— WRITTEN TASK A —
Update the entries from the line containing "Practice step: label each instance of the u" through the last entry, replacing "long wavy hair" with "long curly hair" and keeping everything else the same.

Friday, October 28

Wonder-Woman vs. Cinderella

We're modern women you and I.

We have careers to manage, or jobs to turn into careers. We love to surpass ourselves, act like wonder-woman and have everything under control. We are independent you see, a trait we learnt to develop and appreciate after all the hard work our grandmothers and great-grandmothers put in to get us that level of freedom. We want a man in our life but we don't need him.  I know how to work out the cables behind the TV and I know how to call a mechanic when my car's battery decide to suddenly die at the worst possible moment and I also know how to manage my paycheck at the end of the month and contrary to what men believe, not spend it all on shopping. We like to be sexy as opposed to sweet, powerful as opposed needy.

We know how to do it all -but we don't really want to. Because deep down, inside each one of us is a little girl that watched Disney movies growing up and dreamt of being Cinderella, the Little Mermaid, or Snow White. Princesses in a fairytale, with a charming prince by their side. Because even if you do know how to work out the cables behind the TV, it's so nice to pretend that you don't and let your man deal with it while you're cozy underneath your covers. We like that we're able to pay for our own meals and buy our own jewlery and spoil ourselves, but we also enjoy it when men spoil us.

We try to live in this modern world that expects of us to be self sufficient but we also have this innate desire to be taken care of.

— STORED ROWS —

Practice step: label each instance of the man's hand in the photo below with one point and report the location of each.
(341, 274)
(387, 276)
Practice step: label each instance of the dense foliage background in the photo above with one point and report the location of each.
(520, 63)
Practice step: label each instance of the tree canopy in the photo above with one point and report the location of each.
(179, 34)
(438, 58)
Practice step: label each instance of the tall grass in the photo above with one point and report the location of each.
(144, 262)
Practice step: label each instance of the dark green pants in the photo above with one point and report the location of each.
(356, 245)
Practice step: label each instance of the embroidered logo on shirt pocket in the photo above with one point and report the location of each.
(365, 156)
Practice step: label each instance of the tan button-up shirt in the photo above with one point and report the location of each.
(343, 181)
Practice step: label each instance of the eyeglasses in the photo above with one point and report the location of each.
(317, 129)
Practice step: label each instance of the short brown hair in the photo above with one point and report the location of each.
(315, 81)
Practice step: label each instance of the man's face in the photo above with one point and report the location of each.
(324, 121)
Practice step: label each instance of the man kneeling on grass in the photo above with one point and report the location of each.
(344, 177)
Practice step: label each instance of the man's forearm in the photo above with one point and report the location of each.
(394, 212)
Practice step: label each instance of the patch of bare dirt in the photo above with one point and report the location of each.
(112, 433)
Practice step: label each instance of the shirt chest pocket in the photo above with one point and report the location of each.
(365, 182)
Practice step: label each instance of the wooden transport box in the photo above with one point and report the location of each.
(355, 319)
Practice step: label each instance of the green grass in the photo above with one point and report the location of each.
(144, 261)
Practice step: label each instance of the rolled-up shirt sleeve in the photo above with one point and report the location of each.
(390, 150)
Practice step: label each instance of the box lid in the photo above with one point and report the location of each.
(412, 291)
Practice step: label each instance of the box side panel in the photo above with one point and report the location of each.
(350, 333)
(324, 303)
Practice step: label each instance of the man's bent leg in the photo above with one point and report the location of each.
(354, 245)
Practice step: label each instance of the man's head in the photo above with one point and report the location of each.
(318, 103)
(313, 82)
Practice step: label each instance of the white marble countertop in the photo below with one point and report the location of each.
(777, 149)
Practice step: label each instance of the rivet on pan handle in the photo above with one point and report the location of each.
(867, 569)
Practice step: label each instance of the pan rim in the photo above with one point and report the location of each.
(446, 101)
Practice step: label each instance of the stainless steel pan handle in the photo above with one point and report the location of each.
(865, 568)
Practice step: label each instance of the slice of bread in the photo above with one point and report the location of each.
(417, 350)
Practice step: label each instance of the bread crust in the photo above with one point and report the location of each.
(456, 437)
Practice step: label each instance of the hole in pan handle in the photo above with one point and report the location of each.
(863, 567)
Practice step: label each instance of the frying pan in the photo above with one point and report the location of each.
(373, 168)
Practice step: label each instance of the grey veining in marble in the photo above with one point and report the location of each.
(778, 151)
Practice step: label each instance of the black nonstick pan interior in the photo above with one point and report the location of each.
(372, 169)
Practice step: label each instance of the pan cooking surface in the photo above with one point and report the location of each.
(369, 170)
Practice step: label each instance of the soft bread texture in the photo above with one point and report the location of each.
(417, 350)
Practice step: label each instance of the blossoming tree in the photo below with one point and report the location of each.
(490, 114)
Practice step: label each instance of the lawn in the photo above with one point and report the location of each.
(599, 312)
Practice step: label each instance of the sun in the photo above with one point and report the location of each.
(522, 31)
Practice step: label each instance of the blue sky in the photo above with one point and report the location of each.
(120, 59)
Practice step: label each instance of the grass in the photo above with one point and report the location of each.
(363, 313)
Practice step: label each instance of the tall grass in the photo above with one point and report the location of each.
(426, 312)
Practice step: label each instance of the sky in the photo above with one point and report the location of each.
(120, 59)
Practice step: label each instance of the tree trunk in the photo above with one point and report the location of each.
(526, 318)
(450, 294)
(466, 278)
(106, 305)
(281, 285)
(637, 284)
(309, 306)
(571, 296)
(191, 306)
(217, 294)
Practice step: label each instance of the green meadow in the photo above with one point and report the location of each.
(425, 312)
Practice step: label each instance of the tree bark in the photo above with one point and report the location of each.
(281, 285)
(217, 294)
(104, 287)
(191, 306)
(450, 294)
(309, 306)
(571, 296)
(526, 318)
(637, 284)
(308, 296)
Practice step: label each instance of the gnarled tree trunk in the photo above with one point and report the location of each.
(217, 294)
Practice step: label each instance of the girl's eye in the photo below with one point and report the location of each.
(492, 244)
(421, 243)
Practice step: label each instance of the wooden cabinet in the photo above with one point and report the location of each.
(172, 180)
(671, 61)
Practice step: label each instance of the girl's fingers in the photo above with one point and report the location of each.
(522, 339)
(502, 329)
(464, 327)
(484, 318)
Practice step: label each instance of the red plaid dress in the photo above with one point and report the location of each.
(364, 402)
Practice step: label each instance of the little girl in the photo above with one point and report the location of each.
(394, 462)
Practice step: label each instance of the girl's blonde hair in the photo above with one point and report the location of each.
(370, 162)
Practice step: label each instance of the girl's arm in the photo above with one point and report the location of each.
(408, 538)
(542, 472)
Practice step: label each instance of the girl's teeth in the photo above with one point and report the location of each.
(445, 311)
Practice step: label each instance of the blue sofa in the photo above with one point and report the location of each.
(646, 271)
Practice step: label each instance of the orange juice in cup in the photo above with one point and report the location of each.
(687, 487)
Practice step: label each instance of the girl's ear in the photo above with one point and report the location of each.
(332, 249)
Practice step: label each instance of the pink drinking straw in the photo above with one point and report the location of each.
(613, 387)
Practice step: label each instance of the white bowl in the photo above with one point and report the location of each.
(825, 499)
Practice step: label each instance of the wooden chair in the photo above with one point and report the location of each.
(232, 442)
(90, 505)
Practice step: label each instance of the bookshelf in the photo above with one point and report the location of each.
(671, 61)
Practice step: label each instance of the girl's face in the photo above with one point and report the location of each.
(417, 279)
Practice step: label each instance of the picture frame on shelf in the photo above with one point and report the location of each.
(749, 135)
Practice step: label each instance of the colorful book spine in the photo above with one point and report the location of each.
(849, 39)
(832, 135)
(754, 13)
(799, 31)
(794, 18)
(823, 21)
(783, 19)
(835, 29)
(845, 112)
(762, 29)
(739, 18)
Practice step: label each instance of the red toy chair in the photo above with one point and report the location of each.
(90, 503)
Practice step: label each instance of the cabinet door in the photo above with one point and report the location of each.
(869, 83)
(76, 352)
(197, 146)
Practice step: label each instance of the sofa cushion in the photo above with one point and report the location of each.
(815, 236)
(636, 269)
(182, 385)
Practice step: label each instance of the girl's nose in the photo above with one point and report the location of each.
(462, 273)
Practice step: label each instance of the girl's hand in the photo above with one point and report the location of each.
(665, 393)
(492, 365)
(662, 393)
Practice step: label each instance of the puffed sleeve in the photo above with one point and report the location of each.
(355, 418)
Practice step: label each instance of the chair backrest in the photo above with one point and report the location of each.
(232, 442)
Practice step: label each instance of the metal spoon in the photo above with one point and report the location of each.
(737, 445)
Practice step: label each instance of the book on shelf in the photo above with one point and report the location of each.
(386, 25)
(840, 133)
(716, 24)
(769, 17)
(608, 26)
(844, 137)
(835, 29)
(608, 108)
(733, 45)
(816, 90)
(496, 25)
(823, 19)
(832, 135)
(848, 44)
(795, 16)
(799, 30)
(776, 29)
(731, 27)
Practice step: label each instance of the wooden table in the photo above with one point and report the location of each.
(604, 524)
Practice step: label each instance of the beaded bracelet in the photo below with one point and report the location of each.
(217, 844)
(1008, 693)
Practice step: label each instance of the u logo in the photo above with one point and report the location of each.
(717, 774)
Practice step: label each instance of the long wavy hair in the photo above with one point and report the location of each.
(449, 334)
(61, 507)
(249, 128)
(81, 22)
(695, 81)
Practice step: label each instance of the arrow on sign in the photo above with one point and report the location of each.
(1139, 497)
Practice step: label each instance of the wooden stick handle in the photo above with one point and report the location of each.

— WRITTEN TASK B —
Continue the Wonder-Woman vs. Cinderella post from where it stops.

— RESPONSE A —
Practice step: label each instance of the u logo in the photo above with one point and report the location of each.
(717, 774)
Practice step: label each instance of the long curly hair in the photo above with one point and report the location of each.
(449, 334)
(61, 507)
(249, 128)
(81, 22)
(695, 81)
Practice step: label each instance of the arrow on sign in the photo above with one point and report the location of each.
(1139, 497)
Practice step: label each instance of the wooden stick handle in the photo above with one point and report the location of each.

— RESPONSE B —
And it translates into the type of men we're attracted to. I think it's all Disney's fault. That's who I'm blaming it on anyway. Girls have high expectations because we grew up watching Cinderella and Sleeping Beauty and Snow White. They make it seem like princes are running around every corner. Take the Little Mermaid, who gets out of the water once, just once: the first guy she meets on dry land is a prince. Even in Beauty and The Beast, the freakin beast is a prince. And the girls who grew up on those Disneys end up looking for their own version of Prince Charming. The guy who is from a good family, who has enough money to ensure we can live comfortably but also take those five trips a year and go shopping every Saturday. A guy who is attentive but not clingy, tender but courageous, romantic but not cheesy.

And then there are the girls who are even more screwed up. The ones whose favorites cartoons were Robin Hood, Aladdin and Lady and the Tramp. Those who want the prince to come in the form of a street stud. Now the guy we dream about is not really from a good family, but he has made it despite everything and he did it all by himself. He doesn't have any money but when you're with him he makes you feel like you don't ever need anything  --and he would move heaven and earth to get you whatever you want.

Some girls want to be escorted in Limousines, dine in the best restaurants, vacation in Cannes and have their own Yacht. And some girls want to get lost backpacking through Europe, end up on an island living in tents for a month, having him catch a fish to fry for dinner. 

Other girls (God help us) --well, we want both.

Tuesday, October 18

growin' up

My brother is 18 years old today and this is for him.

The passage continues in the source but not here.